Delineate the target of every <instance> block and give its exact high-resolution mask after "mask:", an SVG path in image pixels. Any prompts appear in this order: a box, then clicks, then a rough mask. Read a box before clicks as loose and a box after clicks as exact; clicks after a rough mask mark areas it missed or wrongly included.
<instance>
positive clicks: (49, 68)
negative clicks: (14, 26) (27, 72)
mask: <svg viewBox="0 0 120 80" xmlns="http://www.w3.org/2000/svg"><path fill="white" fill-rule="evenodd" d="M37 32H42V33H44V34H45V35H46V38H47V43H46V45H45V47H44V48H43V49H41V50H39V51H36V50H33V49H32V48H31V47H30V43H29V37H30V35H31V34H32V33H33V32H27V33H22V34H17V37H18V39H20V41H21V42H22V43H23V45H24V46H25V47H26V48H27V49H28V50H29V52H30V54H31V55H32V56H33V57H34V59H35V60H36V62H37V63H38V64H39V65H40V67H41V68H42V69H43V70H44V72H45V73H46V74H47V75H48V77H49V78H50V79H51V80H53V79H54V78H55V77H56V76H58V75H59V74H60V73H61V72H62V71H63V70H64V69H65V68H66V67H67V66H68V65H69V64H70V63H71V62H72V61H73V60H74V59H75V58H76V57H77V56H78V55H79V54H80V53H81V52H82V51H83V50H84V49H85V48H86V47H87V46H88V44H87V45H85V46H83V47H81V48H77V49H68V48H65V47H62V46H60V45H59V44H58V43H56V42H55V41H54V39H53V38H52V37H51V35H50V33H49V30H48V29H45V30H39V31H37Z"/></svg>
——
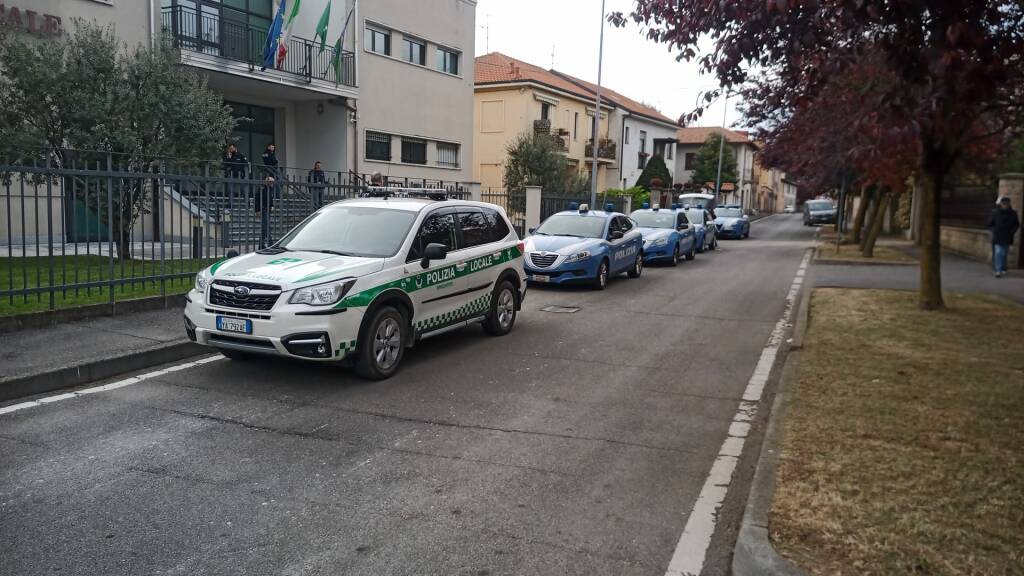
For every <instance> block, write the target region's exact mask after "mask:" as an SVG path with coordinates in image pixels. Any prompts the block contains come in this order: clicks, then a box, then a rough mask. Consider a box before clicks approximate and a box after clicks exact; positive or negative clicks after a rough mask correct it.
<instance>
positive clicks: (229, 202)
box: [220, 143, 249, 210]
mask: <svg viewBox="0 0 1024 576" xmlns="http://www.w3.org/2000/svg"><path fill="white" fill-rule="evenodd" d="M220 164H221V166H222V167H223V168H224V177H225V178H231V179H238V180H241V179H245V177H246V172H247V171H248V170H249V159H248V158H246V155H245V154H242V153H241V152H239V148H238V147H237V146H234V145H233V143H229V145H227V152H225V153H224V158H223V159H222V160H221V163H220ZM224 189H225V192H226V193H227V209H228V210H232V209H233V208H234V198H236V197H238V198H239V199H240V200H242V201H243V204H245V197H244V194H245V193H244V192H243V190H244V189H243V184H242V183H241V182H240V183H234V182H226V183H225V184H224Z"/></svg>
——
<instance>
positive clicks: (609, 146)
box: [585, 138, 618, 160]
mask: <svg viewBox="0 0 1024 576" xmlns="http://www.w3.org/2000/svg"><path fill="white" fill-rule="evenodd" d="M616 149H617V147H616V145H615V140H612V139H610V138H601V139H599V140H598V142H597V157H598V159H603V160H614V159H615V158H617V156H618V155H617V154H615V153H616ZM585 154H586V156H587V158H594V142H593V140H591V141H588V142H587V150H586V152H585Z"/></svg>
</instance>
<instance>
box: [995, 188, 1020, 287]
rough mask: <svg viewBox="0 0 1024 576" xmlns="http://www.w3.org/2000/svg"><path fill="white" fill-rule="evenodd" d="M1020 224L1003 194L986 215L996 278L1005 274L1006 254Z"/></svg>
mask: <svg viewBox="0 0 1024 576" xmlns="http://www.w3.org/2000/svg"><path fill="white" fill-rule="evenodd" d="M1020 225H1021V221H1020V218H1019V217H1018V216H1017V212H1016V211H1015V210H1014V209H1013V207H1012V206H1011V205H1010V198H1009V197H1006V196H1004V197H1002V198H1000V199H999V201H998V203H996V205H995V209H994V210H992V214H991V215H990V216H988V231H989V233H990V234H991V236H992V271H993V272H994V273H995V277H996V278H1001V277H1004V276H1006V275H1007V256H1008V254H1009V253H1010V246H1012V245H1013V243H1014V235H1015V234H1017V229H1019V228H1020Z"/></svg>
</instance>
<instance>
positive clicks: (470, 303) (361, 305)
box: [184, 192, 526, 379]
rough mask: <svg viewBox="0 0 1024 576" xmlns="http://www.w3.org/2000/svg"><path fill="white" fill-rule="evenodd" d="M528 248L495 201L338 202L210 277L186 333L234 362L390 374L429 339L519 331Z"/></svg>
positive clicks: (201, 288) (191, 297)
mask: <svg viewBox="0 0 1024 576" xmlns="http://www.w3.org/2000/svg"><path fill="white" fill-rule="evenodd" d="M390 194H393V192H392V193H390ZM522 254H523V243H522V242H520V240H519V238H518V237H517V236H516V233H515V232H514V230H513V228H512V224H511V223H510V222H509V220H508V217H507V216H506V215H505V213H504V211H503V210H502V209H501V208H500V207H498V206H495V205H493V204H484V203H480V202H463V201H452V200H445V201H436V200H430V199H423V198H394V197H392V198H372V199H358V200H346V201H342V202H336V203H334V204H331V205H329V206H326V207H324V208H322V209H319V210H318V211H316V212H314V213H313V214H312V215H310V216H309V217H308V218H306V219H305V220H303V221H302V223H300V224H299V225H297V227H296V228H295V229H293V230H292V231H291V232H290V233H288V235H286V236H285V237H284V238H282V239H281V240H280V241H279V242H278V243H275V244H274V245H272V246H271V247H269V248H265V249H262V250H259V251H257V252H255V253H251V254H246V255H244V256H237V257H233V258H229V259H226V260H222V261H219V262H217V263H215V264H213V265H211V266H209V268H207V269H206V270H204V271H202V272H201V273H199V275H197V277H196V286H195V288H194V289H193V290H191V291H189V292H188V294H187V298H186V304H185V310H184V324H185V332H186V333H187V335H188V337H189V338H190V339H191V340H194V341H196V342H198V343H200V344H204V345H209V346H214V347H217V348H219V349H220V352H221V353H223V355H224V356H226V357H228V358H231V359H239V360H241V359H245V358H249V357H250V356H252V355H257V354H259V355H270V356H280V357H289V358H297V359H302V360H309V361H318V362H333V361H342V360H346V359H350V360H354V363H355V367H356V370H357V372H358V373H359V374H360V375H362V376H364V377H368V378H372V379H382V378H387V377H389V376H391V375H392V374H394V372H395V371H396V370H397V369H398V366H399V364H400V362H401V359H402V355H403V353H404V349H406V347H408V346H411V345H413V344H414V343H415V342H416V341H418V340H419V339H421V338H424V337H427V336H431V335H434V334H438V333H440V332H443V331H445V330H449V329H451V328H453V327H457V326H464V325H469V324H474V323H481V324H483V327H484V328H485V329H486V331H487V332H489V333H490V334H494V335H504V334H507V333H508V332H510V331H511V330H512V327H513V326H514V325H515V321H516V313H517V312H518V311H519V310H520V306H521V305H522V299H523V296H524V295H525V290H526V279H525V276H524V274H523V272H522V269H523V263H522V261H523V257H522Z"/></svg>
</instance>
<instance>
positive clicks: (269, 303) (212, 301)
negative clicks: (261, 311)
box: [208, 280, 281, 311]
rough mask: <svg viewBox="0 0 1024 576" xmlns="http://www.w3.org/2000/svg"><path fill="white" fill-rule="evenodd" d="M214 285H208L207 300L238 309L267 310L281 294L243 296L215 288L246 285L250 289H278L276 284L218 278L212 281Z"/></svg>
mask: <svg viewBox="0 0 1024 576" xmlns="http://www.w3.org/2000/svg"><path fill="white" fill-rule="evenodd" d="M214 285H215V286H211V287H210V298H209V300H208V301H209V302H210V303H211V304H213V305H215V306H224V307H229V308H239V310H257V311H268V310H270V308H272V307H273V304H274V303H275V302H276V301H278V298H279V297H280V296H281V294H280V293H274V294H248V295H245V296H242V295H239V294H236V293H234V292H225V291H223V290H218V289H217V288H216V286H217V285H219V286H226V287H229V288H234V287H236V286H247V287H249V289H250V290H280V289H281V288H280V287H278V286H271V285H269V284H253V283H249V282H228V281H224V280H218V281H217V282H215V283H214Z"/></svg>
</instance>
——
**PROBLEM STATEMENT:**
Using the entries above, give back exactly the line containing "box: [995, 188, 1020, 287]", the line containing "248L495 201L338 202L210", and every line between them, and nothing else.

**RESPONSE FOR THIS EXERCISE:**
box: [995, 188, 1020, 287]
rough mask: <svg viewBox="0 0 1024 576" xmlns="http://www.w3.org/2000/svg"><path fill="white" fill-rule="evenodd" d="M1020 224L1003 194L986 215L996 278L1005 274L1006 254Z"/></svg>
mask: <svg viewBox="0 0 1024 576" xmlns="http://www.w3.org/2000/svg"><path fill="white" fill-rule="evenodd" d="M1020 225H1021V221H1020V218H1019V217H1018V216H1017V212H1016V211H1015V210H1014V209H1013V207H1012V206H1011V205H1010V198H1009V197H1006V196H1004V197H1002V198H1000V199H999V201H998V203H996V205H995V209H994V210H992V214H991V215H990V216H988V231H989V233H990V234H991V236H992V271H993V272H994V273H995V277H996V278H1001V277H1004V276H1006V275H1007V256H1008V254H1009V253H1010V246H1012V245H1013V243H1014V235H1015V234H1017V229H1019V228H1020Z"/></svg>
</instance>
<instance>
positive clicks: (470, 303) (361, 305)
box: [184, 192, 526, 379]
rough mask: <svg viewBox="0 0 1024 576" xmlns="http://www.w3.org/2000/svg"><path fill="white" fill-rule="evenodd" d="M528 248L495 201L338 202L210 277L186 333L234 362L390 374L429 339L519 331Z"/></svg>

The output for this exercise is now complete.